## Supplied material
--- START ---

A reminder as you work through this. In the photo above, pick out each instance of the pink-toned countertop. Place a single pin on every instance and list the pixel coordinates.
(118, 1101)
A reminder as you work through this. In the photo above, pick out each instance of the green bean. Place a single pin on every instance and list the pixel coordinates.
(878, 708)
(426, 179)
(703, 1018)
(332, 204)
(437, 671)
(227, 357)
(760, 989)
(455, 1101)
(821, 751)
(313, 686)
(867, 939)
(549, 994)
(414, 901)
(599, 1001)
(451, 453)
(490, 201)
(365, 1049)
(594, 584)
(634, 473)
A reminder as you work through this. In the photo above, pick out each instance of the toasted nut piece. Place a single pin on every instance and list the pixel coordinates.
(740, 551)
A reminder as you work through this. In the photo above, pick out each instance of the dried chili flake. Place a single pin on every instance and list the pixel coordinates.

--- END ---
--- START ---

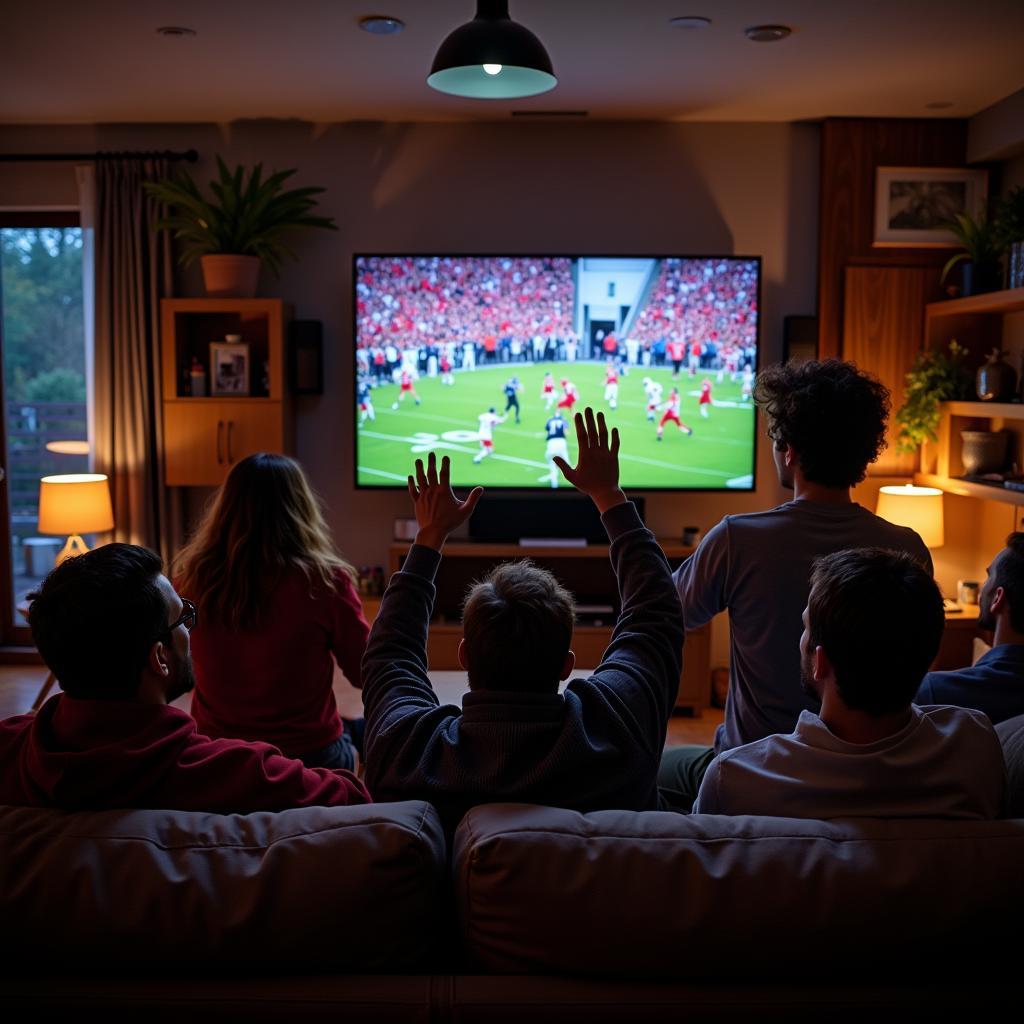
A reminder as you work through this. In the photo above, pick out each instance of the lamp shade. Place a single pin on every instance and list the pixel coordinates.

--- END ---
--- START ---

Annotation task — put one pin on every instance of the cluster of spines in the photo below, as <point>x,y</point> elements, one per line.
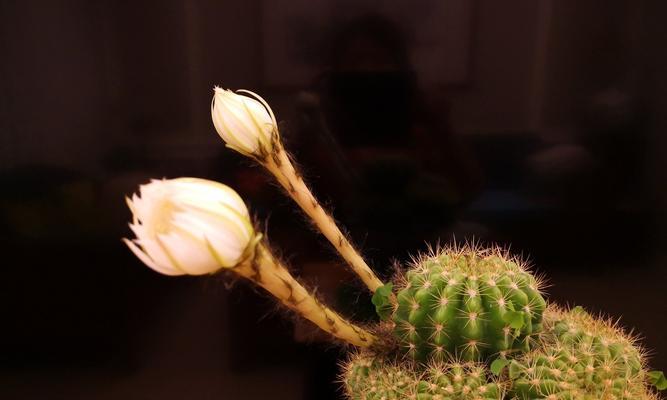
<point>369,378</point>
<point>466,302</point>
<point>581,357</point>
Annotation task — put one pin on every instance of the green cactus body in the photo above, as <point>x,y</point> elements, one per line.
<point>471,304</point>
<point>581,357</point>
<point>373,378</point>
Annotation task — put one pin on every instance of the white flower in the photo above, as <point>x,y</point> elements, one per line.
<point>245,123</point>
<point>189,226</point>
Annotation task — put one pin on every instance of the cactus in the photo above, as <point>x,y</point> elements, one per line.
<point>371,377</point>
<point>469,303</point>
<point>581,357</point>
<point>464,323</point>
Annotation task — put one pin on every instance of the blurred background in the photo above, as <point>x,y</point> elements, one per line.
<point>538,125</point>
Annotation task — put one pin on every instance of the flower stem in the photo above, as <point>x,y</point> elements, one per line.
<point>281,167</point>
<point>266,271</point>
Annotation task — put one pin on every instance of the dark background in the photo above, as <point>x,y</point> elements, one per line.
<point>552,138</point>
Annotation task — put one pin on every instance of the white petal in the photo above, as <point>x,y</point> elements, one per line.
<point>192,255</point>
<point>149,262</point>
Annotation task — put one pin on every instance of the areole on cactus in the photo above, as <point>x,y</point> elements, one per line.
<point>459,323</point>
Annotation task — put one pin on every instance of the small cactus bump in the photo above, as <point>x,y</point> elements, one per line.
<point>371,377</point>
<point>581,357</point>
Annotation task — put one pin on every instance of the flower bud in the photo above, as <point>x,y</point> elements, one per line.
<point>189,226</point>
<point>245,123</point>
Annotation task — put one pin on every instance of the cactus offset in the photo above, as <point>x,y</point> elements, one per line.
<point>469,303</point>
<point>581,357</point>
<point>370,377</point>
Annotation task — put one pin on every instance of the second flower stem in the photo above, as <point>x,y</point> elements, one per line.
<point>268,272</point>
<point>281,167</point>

--- END ---

## Task
From the records above, give again exactly the lines running from the line with "the green bean." to the line with "of the dried", inclusive.

## Your solution
A reminder as you work through this. In the photo above, pick out each instance of the green bean. Place a single pin on every instance and list the pixel coordinates.
(878, 708)
(426, 179)
(703, 1018)
(332, 204)
(437, 671)
(227, 357)
(760, 989)
(455, 1101)
(821, 751)
(313, 686)
(867, 939)
(549, 994)
(414, 901)
(599, 1001)
(451, 453)
(490, 201)
(365, 1049)
(594, 584)
(634, 473)
A reminder as you work through this. In the photo above, pick out each instance of the toasted nut piece. Place a single pin on every instance and list the pixel coordinates.
(740, 551)
A reminder as you work through this. In the photo above, pick out each instance of the dried chili flake. Place a single pin on every instance and list the pixel coordinates.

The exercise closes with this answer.